[Éléments du jeu de données]
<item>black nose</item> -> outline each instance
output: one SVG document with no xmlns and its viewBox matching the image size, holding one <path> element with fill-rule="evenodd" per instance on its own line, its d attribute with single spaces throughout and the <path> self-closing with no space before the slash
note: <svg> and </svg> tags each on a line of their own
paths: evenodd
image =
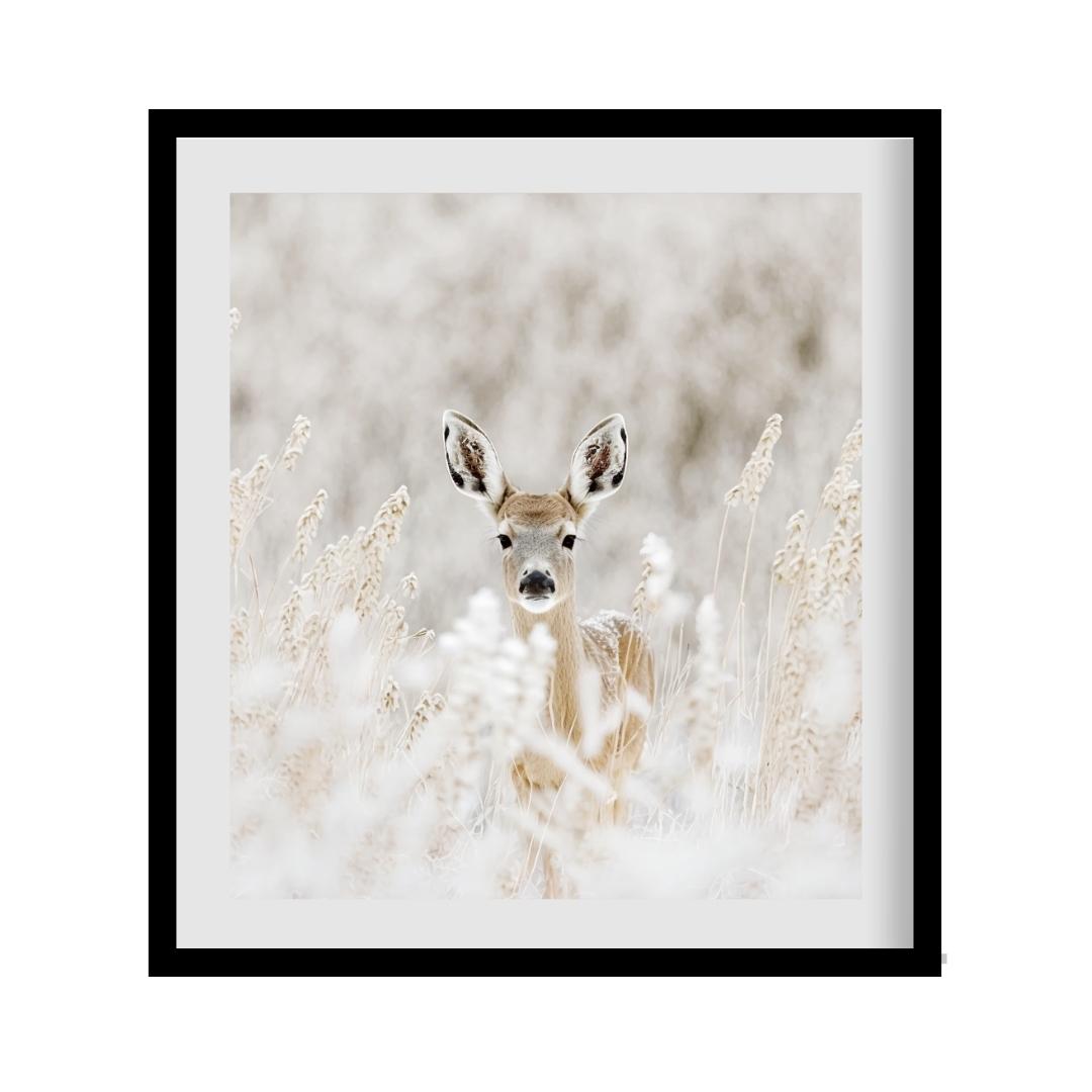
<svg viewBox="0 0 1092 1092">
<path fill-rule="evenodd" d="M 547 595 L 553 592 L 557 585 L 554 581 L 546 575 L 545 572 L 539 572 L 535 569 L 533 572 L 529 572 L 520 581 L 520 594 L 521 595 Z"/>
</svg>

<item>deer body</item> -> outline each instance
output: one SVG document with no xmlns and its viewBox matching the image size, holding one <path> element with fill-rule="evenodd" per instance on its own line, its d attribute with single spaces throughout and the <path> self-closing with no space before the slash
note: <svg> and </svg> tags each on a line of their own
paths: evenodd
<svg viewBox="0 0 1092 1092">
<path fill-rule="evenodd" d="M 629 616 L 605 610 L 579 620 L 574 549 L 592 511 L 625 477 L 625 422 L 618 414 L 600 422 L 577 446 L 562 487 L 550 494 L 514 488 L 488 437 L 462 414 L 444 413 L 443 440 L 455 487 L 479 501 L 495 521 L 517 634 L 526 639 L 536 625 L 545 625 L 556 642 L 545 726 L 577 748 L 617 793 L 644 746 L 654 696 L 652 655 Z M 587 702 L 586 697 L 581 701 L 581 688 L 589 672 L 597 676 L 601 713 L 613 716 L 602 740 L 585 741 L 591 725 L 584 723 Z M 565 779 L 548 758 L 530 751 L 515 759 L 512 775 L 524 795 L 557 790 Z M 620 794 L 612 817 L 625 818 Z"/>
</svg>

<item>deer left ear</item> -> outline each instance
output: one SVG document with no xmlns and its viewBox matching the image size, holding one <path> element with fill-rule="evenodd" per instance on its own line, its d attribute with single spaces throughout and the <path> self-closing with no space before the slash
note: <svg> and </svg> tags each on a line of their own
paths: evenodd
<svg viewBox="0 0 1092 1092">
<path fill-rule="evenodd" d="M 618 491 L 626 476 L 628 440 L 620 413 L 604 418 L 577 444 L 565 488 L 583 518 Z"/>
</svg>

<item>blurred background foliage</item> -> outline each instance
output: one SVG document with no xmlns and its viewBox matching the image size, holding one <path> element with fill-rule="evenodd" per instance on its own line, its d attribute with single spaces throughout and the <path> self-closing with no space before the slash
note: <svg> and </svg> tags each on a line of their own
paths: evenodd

Objectif:
Pouvez-vous reproduire toutes ces données en substituant « trace every instance » à « outline each instance », sans rien modifier d'autre et sans reprendre les images dans votre réponse ?

Réponse:
<item>black nose</item> -> trace every instance
output: one SVG document with no xmlns and its viewBox matching the image size, holding one <path> element with fill-rule="evenodd" per instance on its own line, its d attribute with single spaces throughout and the <path> self-closing with no space before the slash
note: <svg> and </svg> tags each on a line of their own
paths: evenodd
image =
<svg viewBox="0 0 1092 1092">
<path fill-rule="evenodd" d="M 547 595 L 553 592 L 557 585 L 554 581 L 546 575 L 545 572 L 539 572 L 535 569 L 533 572 L 529 572 L 520 581 L 520 594 L 521 595 Z"/>
</svg>

<item>deer body</item> -> trace every instance
output: one SVG document with no xmlns and its viewBox matching the image size, holding one <path> element with fill-rule="evenodd" per instance on its own line, its d attribute with single spaces throughout and the <path> self-closing with no space before the slash
note: <svg> and </svg> tags each on a line of their own
paths: evenodd
<svg viewBox="0 0 1092 1092">
<path fill-rule="evenodd" d="M 629 616 L 605 610 L 579 620 L 574 549 L 592 511 L 625 477 L 625 422 L 618 414 L 600 422 L 577 446 L 562 487 L 550 494 L 514 488 L 488 437 L 462 414 L 444 413 L 443 440 L 455 487 L 479 501 L 495 521 L 517 634 L 526 639 L 536 625 L 545 625 L 556 642 L 545 726 L 577 748 L 617 793 L 644 746 L 654 696 L 652 655 Z M 587 702 L 586 697 L 581 701 L 581 688 L 589 672 L 597 676 L 601 713 L 613 716 L 602 740 L 585 741 L 591 725 L 584 723 Z M 565 779 L 548 758 L 530 751 L 515 759 L 512 775 L 524 795 L 557 790 Z M 620 794 L 612 817 L 625 818 Z"/>
</svg>

<item>deer left ear</item> -> trace every instance
output: one SVG document with no xmlns and its viewBox matching the image size, holding one <path> element with fill-rule="evenodd" per instance on its own line, its d attribute with single spaces throughout and the <path> self-closing with no space before the slash
note: <svg> and </svg> tags each on a line of their own
paths: evenodd
<svg viewBox="0 0 1092 1092">
<path fill-rule="evenodd" d="M 618 491 L 626 476 L 628 440 L 620 413 L 604 418 L 577 444 L 565 488 L 583 518 Z"/>
</svg>

<item>blurred background foliage</item> -> trace every instance
output: one SVG document with no xmlns and its viewBox matching the image size, holding one <path> element with fill-rule="evenodd" per instance on its own line, its d attribute with single spaces throughout and the <path> self-closing with no space before the slash
note: <svg> and </svg> tags each on a line of their own
paths: evenodd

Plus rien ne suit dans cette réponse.